— start Supplied material —

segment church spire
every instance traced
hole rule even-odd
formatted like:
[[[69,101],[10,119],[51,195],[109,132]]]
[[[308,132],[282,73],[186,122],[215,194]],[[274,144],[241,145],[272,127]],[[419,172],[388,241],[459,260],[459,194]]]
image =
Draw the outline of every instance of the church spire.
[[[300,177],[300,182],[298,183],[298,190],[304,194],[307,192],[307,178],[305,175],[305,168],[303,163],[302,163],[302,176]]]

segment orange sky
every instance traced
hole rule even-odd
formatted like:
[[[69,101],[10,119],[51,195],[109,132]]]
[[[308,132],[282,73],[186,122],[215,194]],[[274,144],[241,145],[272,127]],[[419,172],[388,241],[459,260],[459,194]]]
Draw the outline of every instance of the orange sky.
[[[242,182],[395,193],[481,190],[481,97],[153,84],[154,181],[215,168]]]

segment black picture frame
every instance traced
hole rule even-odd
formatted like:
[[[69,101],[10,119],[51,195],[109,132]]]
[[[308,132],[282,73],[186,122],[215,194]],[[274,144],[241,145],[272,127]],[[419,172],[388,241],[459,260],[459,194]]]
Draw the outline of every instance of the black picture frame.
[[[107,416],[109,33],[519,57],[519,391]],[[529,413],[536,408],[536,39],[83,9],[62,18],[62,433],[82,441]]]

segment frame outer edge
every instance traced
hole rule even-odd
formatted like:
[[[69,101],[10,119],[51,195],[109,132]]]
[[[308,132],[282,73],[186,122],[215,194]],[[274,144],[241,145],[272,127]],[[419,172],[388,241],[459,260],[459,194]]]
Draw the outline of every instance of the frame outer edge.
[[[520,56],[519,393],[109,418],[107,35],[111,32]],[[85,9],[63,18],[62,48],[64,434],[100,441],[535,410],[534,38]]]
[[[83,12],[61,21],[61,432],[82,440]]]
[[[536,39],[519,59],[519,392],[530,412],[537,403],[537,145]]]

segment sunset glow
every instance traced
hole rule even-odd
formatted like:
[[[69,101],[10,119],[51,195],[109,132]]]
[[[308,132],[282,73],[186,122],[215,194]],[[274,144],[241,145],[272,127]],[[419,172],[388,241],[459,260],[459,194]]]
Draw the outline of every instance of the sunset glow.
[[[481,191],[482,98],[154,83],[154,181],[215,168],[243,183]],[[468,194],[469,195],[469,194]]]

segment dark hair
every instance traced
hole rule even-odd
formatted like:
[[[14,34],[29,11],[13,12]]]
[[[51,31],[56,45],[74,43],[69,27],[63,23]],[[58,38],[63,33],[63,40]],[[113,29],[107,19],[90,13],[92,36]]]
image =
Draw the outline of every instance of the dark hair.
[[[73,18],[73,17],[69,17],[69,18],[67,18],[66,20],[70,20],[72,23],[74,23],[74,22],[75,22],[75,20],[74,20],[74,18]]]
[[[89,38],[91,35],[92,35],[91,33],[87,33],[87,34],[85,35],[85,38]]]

— end Supplied material —

Stated exercise: Please rescale the rows from the start through the line containing "[[[536,39],[519,59],[519,392],[530,412],[537,403],[537,145]]]", reproducing every line, requests included, and multiplying each coordinate in the answers by 2.2, rounded to whole numbers with halves rounded up. Leave the numbers in the requests and their format samples unchanged, and give only these lines.

Answer for the task:
segment church spire
every instance traced
hole rule even-odd
formatted like:
[[[69,101],[10,119],[51,195],[109,132]]]
[[[308,132],[282,73],[186,122],[215,194]],[[274,144],[241,145],[272,127]],[[419,172],[388,241],[459,260],[459,194]]]
image =
Draw the outline of every instance of the church spire.
[[[660,389],[660,400],[656,403],[656,418],[669,427],[675,422],[675,392],[671,385],[671,370],[667,359],[664,359],[664,387]]]

segment orange sky
every instance traced
hole rule even-odd
formatted like:
[[[69,101],[10,119],[51,195],[109,132]]]
[[[308,132],[282,73],[186,122],[215,194]],[[274,144],[241,145],[272,127]],[[419,172],[388,241],[459,260],[459,194]]]
Draw the outline of every instance of the orange sky.
[[[532,400],[869,425],[1058,418],[1058,213],[337,185],[339,398],[473,370]]]

segment black picture frame
every instance traced
hole rule even-odd
formatted like:
[[[69,101],[10,119],[51,195],[109,132]]]
[[[308,132],[282,73],[186,122],[215,194]],[[274,144],[241,145],[272,127]],[[419,172],[388,241],[459,260],[459,194]]]
Draw the outline of every instance of the black picture frame.
[[[235,915],[240,73],[1142,125],[1142,860]],[[1164,909],[1179,898],[1179,86],[183,20],[136,40],[136,953],[180,970]]]

segment frame outer edge
every instance traced
hole rule even-odd
formatted like:
[[[69,101],[10,119],[51,195],[109,132]]]
[[[308,132],[282,73],[186,122],[215,194]],[[274,144],[241,145],[272,127]],[[419,172],[388,241],[459,260],[459,194]]]
Draw the outline of every instance of the frame outer edge.
[[[1144,123],[1142,865],[240,920],[235,77],[244,70]],[[187,20],[139,40],[136,106],[141,955],[220,970],[1177,902],[1175,84]]]
[[[183,26],[134,46],[134,950],[180,968]]]
[[[1179,86],[1142,130],[1142,862],[1166,906],[1181,887],[1181,319]]]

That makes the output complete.